What is required:
Please print every line from the one containing "Within each instance, areas" through the last line of the records below, exactly as written and nothing more.

Materials provided:
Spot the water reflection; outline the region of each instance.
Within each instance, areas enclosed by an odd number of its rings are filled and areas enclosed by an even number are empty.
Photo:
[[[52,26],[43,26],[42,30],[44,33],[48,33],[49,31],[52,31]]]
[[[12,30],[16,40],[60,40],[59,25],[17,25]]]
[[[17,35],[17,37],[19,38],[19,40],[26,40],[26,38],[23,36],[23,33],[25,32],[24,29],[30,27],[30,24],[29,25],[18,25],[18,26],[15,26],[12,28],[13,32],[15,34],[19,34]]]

Solution:
Within each instance, areas enclosed by an odd number of its rings are filled and areas enclosed by an even number are empty.
Photo:
[[[52,26],[43,26],[42,30],[44,33],[48,33],[49,31],[52,31]]]
[[[12,30],[16,40],[60,40],[59,25],[17,25]]]
[[[17,35],[17,37],[19,38],[19,40],[26,40],[26,38],[23,36],[23,33],[25,32],[24,29],[30,27],[30,24],[29,25],[18,25],[18,26],[15,26],[12,28],[13,32],[15,34],[19,34]]]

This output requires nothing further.